** Task details **
Answer these questions from the text about sociopathy and borderline personality disorder.
(a) What is a person who suffers from both disorders called?
(b) Modern psychotherapists consider sociopathy a milder form of which condition?
(c) What do serial killers often admit about what they do?

** Extract to read **
Both sociopathy and borderline personality disorder are serious mental illnesses manifesting themselves in aggressive, erratic or harmful behavior. Sociopathy and borderline personality disorder sometimes overlap, and a person suffering from both of them is called a borderline sociopath. However, the two disorders are distinctly different and we will discuss it further in this article.
Sociopathy is considered by modern psychotherapists to be a “milder “form of psychopathy. In general, a sociopath is defined as a person who doesn’t have any sense of what is right and what is wrong. Often endowed with high intellectual and creative skills, sociopaths tend to use these skills for committing harmful actions. Serial killers are often sociopaths, as they frequently admit that they see nothing wrong with what they are doing.

** Data under study **

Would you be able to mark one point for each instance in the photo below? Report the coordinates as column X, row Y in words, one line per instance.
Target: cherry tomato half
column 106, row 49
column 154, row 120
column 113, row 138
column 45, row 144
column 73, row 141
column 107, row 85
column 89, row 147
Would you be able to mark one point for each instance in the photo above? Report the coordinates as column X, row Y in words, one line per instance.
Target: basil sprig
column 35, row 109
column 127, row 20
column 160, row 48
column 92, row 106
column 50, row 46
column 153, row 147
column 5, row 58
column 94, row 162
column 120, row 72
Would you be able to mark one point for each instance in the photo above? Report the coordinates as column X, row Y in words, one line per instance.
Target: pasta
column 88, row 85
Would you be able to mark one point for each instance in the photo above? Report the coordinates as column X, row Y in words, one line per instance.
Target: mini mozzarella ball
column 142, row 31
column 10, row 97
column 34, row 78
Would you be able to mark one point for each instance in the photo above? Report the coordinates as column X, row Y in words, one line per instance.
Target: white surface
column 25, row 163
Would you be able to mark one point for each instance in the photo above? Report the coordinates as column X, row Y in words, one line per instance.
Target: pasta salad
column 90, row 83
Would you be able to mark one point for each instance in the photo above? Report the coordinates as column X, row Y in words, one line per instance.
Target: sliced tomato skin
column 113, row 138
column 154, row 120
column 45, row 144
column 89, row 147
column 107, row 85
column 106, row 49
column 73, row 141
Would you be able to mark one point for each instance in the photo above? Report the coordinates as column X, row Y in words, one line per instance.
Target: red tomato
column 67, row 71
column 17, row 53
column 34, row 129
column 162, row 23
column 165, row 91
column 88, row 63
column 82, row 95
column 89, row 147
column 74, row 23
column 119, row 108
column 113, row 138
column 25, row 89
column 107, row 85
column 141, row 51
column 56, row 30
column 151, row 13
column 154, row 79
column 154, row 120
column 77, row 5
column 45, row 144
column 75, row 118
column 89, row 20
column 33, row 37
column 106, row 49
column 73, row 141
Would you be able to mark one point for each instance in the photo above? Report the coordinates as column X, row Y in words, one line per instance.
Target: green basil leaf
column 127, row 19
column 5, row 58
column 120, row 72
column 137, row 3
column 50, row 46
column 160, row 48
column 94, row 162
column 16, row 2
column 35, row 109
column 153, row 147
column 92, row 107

** Problem solution **
(a) A borderline sociopath.
(b) Psychopathy.
(c) They see nothing wrong with what they are doing.